***** RECORDS FOR THIS EXERCISE

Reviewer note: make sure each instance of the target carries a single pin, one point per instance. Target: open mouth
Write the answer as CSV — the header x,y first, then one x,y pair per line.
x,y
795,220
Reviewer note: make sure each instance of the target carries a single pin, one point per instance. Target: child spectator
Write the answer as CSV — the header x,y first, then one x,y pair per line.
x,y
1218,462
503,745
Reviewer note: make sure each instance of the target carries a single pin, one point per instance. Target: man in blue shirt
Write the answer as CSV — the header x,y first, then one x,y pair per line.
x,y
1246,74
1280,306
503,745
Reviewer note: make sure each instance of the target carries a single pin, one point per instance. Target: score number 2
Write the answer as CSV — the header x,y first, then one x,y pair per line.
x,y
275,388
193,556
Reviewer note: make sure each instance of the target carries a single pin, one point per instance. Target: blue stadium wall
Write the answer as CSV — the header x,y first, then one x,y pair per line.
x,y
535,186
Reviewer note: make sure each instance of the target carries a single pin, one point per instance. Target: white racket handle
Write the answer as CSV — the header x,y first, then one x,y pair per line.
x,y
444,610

**********

- [PROBLEM TO WORK ON] Reproduce the listing above verbatim, from first line to last.

- [FULL RESPONSE]
Reviewer note: make sure each instance of the target carries a single pin, one point per instance. Target: open mouth
Write the answer as CSV — the header x,y first, then one x,y pair per line.
x,y
795,220
Reviewer note: make sure each instance of the target carries a single pin, one point per instance. Target: child spectator
Write the answer as CSV — the header x,y first, then one x,y pair per line.
x,y
1218,462
503,745
Reviewer note: make sure each instance of the target carries a single pin, one point per instance. Target: man in blue shirt
Write the answer as CSV — the header x,y first, then one x,y pair per line.
x,y
1246,74
1280,306
503,745
Reviewer note: make sure each instance of the target carries a single pin, one point per instance. Target: score number 2
Write the answer as CSV — the header x,y first, then one x,y pair per line.
x,y
275,388
193,556
Reviewer note: make sure each instance of the target carries a single pin, one point per instance. Target: blue stadium wall
Write the answer as CSV — the header x,y first, then one x,y pair per line.
x,y
535,186
Reviewer note: make sure each instance of the target carries a single pin, one point per instance. Target: white racket handle
Write the answer as CSV — the header x,y first, then one x,y pair per line.
x,y
444,610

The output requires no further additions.